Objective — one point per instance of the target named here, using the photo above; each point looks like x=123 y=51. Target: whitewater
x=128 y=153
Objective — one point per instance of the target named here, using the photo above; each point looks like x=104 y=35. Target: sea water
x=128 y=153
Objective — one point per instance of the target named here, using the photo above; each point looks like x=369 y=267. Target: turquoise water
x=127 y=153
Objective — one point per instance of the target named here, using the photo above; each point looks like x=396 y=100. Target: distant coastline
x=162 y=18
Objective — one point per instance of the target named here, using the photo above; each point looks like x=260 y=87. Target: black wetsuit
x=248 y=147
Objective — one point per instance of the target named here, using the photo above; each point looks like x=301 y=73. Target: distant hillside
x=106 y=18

--

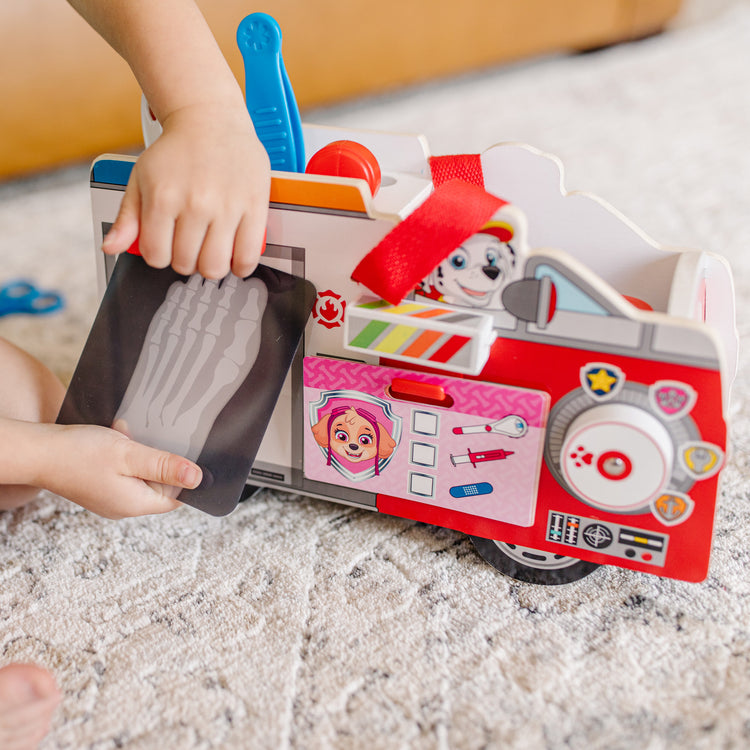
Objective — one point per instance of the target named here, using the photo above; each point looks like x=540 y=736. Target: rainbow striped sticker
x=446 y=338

* * *

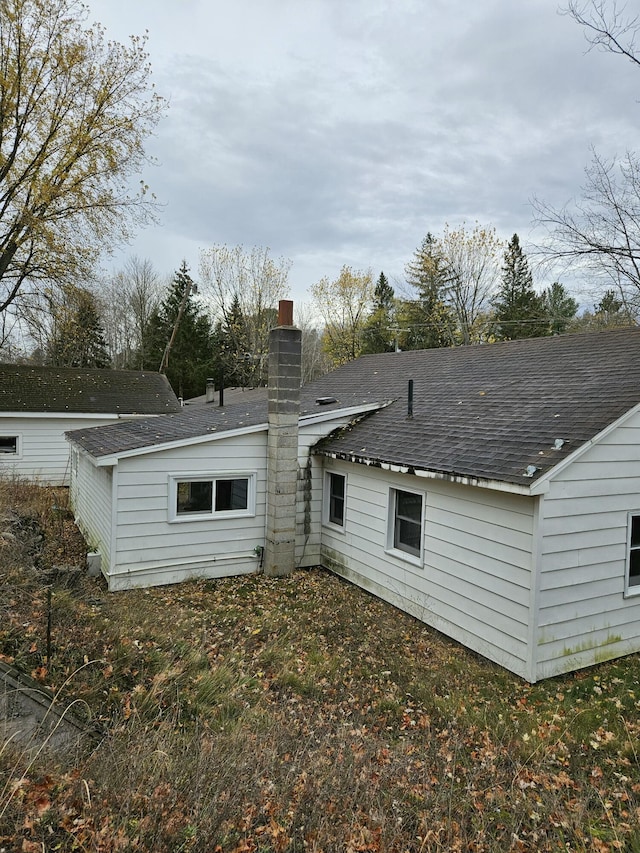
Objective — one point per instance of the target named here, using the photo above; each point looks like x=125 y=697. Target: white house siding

Task brief:
Set out the lines of the entries as a JSON list of strings, one string per line and blank lines omitted, starting at the line containing "y=51. Target: whitewater" and ending at the line containing "x=127 y=153".

Task solution:
[
  "Objective — one point per instance of the target named here, using the photo above; each point looks like x=123 y=51. Target: whitewater",
  "x=128 y=153",
  "Objective — one point per instance of the target named here, using the photo above; each point looks like x=104 y=35. Target: sea water",
  "x=128 y=153",
  "Objective — one point per instance of the target named here, using the photo above; each point looks like x=369 y=267. Target: turquoise water",
  "x=127 y=153"
]